• [Set tasks]:
**A.** Answer these questions about the forum thread on the 1939 Arrow:
(i) On what site did Beads say the bike was listed on Jan 5, 2018?
(ii) Which member pointed out that a Facebook group requires members to be added?
(iii) Which member did ZE52414 tag?
**B.** Give what follows the last line of the forum thread about the 1939 Arrow.

• [Provided passage]:

* * * *

# 1939 Arrow on Facebook



## Beads (Jan 4, 2018)

https://www.facebook.com/groups/1687042898182868/

Not mine and he is not into shipping or it would be on its way (


----------



## Beads (Jan 4, 2018)

PM me if you would like his number if he is OK for me to pass it on.


----------



## island schwinn (Jan 4, 2018)

Probably should ask before posting his info here.a face book group requires members be added and therefore a tiny bit more private.


----------



## fordmike65 (Jan 4, 2018)




----------



## Beads (Jan 4, 2018)

island schwinn said:


> Probably should ask before posting his info here.a face book group requires members be added and therefore a tiny bit more private.




You are correct....my bad. I was just trying to help out a CABE member if interested speed up the process. I will remove if possible.


----------



## ZE52414 (Jan 4, 2018)

@Junkman Bob


----------



## Beads (Jan 5, 2018)

Now on Ebay

https://www.ebay.com/itm/1939-Shelb...757480?hash=item3afcc33fe8:g:cW0AAOSw4HNaT6~l


----------



## detroitbike (Jan 5, 2018)

* * * *

Coordinate annotation records:
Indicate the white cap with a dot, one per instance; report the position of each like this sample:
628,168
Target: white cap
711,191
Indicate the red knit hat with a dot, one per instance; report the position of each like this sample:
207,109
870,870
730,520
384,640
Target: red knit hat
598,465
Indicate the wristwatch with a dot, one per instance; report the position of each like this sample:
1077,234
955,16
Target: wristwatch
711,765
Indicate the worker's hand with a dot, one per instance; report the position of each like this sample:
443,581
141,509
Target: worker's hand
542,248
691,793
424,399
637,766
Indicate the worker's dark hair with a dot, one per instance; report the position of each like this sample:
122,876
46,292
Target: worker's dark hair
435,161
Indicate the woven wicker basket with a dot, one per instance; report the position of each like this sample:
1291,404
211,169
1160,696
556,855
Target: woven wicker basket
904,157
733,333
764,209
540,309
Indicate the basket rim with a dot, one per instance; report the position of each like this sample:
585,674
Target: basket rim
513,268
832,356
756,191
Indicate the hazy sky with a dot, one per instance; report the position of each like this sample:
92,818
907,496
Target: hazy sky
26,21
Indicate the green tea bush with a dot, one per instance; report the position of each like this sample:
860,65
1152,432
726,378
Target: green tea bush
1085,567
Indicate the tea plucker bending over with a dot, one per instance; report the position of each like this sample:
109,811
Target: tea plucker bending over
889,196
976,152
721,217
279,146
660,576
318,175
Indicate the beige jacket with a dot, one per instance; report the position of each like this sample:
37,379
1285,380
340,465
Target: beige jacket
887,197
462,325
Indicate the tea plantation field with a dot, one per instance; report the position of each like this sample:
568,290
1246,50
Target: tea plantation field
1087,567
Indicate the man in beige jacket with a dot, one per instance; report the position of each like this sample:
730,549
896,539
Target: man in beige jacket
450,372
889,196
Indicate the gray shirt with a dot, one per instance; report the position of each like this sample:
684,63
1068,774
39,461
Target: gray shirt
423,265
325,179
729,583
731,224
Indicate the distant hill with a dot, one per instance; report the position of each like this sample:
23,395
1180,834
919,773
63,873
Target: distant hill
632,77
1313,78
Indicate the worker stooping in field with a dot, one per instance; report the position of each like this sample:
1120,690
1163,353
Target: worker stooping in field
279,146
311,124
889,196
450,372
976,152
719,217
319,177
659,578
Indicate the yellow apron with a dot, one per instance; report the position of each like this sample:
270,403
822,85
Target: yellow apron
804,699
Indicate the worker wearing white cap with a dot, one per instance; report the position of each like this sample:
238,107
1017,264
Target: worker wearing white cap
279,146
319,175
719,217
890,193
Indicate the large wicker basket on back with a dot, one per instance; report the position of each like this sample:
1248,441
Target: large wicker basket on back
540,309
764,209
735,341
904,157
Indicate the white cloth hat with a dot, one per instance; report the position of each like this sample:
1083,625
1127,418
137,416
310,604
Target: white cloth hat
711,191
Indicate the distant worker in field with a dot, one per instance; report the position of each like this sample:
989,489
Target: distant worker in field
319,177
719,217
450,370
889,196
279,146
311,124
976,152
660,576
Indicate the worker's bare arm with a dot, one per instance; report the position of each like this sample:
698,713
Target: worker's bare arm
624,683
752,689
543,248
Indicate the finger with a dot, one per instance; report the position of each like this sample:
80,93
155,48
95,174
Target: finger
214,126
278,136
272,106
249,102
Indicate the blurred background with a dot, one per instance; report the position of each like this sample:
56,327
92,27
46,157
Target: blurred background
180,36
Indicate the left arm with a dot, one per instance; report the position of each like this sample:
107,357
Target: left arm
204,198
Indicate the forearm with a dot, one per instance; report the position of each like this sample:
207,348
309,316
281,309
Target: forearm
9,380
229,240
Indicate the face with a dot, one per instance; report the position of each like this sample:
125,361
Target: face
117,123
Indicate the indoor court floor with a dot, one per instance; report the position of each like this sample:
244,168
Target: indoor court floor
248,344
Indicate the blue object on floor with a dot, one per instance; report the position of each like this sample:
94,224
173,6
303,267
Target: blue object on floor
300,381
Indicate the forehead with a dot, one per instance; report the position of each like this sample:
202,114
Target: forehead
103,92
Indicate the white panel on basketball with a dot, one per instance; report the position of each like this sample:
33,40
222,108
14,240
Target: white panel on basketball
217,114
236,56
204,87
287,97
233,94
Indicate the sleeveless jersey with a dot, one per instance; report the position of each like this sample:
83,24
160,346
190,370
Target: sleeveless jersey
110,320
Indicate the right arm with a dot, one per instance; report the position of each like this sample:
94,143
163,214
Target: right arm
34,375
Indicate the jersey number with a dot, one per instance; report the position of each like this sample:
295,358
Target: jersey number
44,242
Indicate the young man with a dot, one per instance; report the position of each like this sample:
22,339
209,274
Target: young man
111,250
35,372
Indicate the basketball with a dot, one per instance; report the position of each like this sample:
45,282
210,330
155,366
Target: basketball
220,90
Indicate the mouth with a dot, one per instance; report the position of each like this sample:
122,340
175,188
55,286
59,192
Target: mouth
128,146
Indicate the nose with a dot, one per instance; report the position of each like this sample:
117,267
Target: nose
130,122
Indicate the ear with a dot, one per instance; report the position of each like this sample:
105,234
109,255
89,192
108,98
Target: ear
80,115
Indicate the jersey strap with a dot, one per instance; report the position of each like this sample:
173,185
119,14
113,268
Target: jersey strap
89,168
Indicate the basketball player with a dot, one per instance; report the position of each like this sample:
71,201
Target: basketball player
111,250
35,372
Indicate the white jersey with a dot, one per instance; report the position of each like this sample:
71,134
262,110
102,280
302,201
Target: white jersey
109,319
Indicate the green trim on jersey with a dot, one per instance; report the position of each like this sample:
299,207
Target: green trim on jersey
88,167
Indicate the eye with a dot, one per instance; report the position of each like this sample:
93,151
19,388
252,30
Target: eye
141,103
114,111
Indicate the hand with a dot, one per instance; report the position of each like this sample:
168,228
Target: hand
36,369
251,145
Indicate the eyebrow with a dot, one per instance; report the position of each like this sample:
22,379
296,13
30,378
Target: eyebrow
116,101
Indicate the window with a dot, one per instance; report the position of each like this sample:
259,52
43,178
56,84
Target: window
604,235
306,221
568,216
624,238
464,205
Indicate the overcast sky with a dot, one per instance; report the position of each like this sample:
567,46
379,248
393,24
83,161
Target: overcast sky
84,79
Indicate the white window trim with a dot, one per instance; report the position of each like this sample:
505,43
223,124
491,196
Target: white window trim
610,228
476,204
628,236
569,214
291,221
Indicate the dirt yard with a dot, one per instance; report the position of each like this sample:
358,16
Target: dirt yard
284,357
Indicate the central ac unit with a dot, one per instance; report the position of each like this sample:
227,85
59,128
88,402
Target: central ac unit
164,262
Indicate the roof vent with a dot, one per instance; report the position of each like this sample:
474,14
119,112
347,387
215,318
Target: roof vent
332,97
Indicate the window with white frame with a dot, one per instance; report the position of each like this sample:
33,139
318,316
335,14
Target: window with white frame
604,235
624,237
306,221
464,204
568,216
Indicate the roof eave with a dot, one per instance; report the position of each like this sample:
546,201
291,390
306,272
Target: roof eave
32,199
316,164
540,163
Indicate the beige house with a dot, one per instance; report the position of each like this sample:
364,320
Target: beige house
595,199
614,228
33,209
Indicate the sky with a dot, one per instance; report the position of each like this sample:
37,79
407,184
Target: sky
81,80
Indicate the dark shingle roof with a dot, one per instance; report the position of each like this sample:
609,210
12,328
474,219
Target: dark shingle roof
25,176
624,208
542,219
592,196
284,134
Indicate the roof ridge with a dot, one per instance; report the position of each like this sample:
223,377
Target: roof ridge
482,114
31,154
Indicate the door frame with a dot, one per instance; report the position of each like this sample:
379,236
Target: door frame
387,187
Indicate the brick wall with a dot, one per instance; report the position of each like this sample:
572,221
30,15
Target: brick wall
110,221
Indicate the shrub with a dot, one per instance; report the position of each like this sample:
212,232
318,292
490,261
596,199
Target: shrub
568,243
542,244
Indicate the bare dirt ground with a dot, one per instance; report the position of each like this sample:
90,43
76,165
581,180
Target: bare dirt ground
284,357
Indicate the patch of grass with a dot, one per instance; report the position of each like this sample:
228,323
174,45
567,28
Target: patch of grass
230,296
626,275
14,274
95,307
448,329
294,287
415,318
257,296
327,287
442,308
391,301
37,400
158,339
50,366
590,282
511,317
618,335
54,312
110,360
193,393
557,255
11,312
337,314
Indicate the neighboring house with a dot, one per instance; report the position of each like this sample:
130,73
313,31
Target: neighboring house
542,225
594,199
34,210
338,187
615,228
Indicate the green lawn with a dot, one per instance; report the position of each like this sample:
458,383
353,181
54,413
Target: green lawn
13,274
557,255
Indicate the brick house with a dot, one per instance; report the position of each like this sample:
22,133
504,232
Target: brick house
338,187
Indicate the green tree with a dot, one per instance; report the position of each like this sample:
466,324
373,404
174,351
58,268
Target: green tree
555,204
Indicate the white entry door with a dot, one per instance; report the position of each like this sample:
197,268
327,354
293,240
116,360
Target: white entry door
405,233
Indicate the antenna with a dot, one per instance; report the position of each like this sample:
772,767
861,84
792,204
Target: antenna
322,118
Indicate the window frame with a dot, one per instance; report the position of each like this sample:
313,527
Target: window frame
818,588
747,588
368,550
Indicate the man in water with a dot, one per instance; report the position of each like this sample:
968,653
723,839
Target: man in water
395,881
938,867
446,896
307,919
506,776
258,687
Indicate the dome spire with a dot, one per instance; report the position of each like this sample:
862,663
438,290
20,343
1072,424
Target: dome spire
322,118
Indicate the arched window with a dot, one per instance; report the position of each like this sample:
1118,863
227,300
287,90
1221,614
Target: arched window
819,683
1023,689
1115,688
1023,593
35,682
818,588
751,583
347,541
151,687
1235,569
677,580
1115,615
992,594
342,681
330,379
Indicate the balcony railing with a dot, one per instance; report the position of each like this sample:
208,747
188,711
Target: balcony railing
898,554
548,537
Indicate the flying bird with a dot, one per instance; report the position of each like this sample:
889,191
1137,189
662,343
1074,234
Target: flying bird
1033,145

* * * *

• [Answers for the tasks]:
**A.**
(i) eBay
(ii) island schwinn
(iii) Junkman Bob

**B.**
Now that's what you call Patina !


----------



## spomalley86 (Jan 5, 2018)

I'd like to know which pedals come with it.....


----------



## Beads (Jan 5, 2018)

spomalley86 said:


> I'd like to know which pedals come with it.....




both sets. He said the originals are in rough shape but are included.


----------



## 2jakes (Jan 5, 2018)

Beads said:


> You are correct....my bad. I was just trying to help out a CABE member if interested speed up the process. I will remove if possible.





It's a social website that's open with this section's intent to sell or promote.
They are providing the info to the public.
If more information required, they ask that you sign up to find out
the specifics.
This is from their front page:





Basically FB is promoting for more people to subscribe to their site
and members get to advertise their items for sale or trade.


----------



## Dan the bike man (Jan 6, 2018)

Dan the bike man strikes again!!!!


----------



## Beads (Jan 6, 2018)

Dan the bike man said:


> Dan the bike man strikes again!!!!




Yes the bike has sold. Dan the bike man??


----------



## Dan the bike man (Jan 6, 2018)

Beads said:


> Yes the bike has sold. Dan the bike man??



I'm the one that bought it


----------



## ZE52414 (Jan 6, 2018)

Dan the bike man said:


> I'm the one that bought it



I would've never guessed that . Sweet score


----------



## Bikermaniac (Jan 10, 2018)

Nice bike. It's going to cost a small fortune to get it back to its formal glory, still very good score.


----------



## Freqman1 (Jan 10, 2018)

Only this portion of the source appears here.